The on-field accomplishments are well-known and read exactly what you’d expect a future Hall of Famer’s résumé to look like.
A winning percentage of nearly .750 in a 25-year coaching career. Five national titles — four at Div. I-AA Youngstown State, one at Ohio State. Six official Big Ten titles. Dozens upon dozens of players who went on to some modicum of success in the NFL.
The off-field issues that enveloped Columbus over the past year, though, have come to define Jim Tressel‘s quarter century as a head coach.
The final NCAA sanctions on the OSU football program announced Tuesday included a five-year show-cause for the former Buckeyes coach, a punishment that would seemingly preclude him from landing another job at the collegiate level for the foreseeable future but may not have the teeth it was originally thought to possess. Regardless of how sharp the teeth on the show-cause may or may not be, it won’t change what an institution or an organization would be hiring: a man who lied to the NCAA — on at least four different occasions according to the final report on the Tat Five — and, perhaps more importantly, lied to and/or hid information pertaining to likely NCAA violations from his employer, leading directly to sanctions that will involve a one-year bowl ban and lost scholarships over the next three years.

* [INFORMATION PROVIDED]
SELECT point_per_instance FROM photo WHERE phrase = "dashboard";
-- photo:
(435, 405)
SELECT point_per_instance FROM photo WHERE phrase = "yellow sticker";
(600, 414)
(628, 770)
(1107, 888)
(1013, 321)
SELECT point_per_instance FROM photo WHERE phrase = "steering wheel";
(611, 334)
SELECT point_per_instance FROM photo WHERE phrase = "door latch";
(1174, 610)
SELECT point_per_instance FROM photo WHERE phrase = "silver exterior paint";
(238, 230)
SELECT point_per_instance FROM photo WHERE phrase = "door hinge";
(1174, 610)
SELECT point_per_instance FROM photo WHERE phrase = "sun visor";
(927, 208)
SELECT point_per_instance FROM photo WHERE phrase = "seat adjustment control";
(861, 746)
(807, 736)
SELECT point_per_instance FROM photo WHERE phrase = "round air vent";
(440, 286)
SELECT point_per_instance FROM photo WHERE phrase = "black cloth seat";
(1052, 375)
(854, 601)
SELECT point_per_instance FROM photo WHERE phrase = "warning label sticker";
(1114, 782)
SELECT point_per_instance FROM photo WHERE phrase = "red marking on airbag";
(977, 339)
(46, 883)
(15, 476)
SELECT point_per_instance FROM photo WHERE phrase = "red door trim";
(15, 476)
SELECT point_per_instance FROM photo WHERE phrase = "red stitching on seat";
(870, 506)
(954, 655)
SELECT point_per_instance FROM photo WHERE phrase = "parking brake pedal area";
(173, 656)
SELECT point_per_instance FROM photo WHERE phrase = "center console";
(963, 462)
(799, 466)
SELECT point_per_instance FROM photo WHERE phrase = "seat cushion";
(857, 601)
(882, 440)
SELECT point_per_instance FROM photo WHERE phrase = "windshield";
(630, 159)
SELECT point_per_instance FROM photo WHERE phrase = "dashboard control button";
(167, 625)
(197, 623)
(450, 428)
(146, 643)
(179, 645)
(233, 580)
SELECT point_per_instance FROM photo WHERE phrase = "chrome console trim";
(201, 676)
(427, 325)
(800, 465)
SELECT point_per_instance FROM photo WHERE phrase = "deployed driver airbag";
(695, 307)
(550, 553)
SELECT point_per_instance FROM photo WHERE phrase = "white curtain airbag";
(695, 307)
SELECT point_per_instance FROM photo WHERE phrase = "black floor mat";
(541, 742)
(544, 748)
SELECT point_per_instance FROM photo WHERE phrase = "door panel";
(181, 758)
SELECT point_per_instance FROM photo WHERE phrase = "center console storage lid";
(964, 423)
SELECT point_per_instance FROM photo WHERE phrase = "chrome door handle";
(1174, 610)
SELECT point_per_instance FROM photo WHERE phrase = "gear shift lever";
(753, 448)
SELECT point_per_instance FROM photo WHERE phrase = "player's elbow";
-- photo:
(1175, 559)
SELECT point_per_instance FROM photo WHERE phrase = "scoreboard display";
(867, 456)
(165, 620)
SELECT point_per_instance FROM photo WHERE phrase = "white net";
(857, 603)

* [PROBLEM DESCRIPTION] In the article about Jim Tressel above, how long is the show-cause penalty given to him in the final NCAA sanctions?

* [OUTPUT OF THE TASK] Five years.